## BEGIN DATA PROVIDED

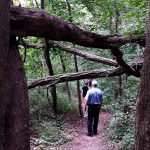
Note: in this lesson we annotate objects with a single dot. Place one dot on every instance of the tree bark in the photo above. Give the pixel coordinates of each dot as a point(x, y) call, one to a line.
point(51, 73)
point(87, 56)
point(4, 46)
point(77, 76)
point(143, 100)
point(17, 106)
point(26, 22)
point(77, 52)
point(78, 89)
point(67, 83)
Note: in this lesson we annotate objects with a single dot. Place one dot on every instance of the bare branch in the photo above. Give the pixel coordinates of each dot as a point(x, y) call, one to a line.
point(31, 22)
point(80, 75)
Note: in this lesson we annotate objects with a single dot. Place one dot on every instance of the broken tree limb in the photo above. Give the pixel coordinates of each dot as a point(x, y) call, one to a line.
point(78, 52)
point(87, 56)
point(31, 22)
point(80, 75)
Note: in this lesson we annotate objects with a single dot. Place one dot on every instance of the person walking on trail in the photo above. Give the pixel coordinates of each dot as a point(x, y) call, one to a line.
point(93, 99)
point(85, 88)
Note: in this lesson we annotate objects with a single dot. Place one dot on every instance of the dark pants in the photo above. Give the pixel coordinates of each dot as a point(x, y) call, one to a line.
point(93, 116)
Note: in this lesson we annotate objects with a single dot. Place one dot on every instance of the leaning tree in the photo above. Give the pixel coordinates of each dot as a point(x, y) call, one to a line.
point(29, 22)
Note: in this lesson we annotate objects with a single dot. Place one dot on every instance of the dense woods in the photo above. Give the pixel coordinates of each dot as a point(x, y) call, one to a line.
point(56, 43)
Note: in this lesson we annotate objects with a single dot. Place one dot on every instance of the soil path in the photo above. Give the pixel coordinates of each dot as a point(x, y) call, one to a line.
point(82, 142)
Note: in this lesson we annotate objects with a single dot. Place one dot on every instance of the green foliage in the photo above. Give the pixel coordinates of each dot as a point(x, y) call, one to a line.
point(122, 131)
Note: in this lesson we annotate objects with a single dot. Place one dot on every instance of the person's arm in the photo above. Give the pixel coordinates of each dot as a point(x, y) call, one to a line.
point(86, 100)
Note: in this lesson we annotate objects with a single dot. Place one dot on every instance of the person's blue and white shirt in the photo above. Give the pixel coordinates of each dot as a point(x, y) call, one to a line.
point(94, 96)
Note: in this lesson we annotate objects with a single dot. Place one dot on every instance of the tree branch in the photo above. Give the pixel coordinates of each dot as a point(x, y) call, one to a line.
point(87, 56)
point(31, 22)
point(80, 75)
point(78, 52)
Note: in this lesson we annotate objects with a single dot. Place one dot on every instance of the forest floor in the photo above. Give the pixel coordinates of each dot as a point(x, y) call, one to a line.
point(81, 141)
point(78, 140)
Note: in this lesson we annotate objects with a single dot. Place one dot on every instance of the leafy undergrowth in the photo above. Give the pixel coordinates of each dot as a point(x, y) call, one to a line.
point(121, 131)
point(50, 134)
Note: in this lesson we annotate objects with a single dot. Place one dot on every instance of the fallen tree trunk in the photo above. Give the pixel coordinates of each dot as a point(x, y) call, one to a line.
point(78, 52)
point(80, 75)
point(88, 56)
point(29, 22)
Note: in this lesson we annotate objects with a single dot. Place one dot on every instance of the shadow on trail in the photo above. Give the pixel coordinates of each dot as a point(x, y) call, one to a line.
point(82, 142)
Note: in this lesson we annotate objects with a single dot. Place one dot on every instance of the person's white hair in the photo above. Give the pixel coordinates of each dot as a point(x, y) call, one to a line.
point(94, 82)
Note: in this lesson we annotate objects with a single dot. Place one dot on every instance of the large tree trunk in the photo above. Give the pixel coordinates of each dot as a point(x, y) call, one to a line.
point(4, 46)
point(51, 73)
point(67, 83)
point(17, 107)
point(78, 89)
point(143, 100)
point(26, 22)
point(79, 75)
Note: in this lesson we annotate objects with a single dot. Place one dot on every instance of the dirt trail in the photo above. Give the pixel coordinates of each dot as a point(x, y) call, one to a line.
point(82, 142)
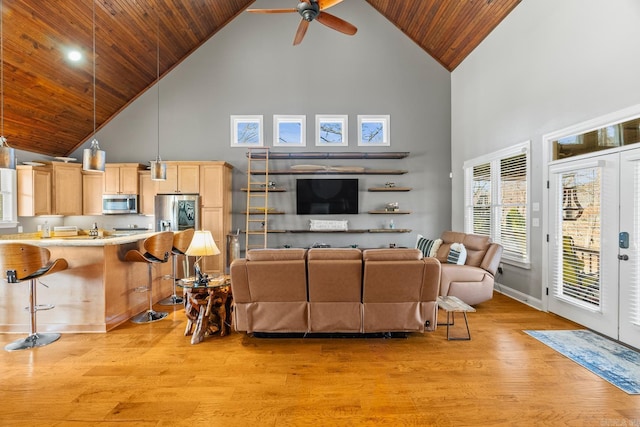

## END DATA PROVIDED

INSTRUCTIONS FOR THE TASK – Rescale the records starting at the line that contains "of the dirt" and ending at the end of the records. Repeat those lines in full, requests included, with each point coordinate in the answers multiplied by 1.95 and rounded to a whole number (halves up), and leave out the pictures.

FINISHED TASK –
Note: in this lesson we annotate objects with a single dot. Place one dot on every instance of the dirt trail in the photo above. Give the pixel coordinates of each dot as a point(x, y) call, one to a line.
point(160, 277)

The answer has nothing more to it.